WHAT IS EXPECTED -
All of the entries below are to be copied without any alteration.

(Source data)
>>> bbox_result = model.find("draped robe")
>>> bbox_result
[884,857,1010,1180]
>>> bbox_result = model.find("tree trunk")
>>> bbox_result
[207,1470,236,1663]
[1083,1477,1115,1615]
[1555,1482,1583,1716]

COMPLETED EXERCISE -
>>> bbox_result = model.find("draped robe")
>>> bbox_result
[884,857,1010,1180]
>>> bbox_result = model.find("tree trunk")
>>> bbox_result
[207,1470,236,1663]
[1083,1477,1115,1615]
[1555,1482,1583,1716]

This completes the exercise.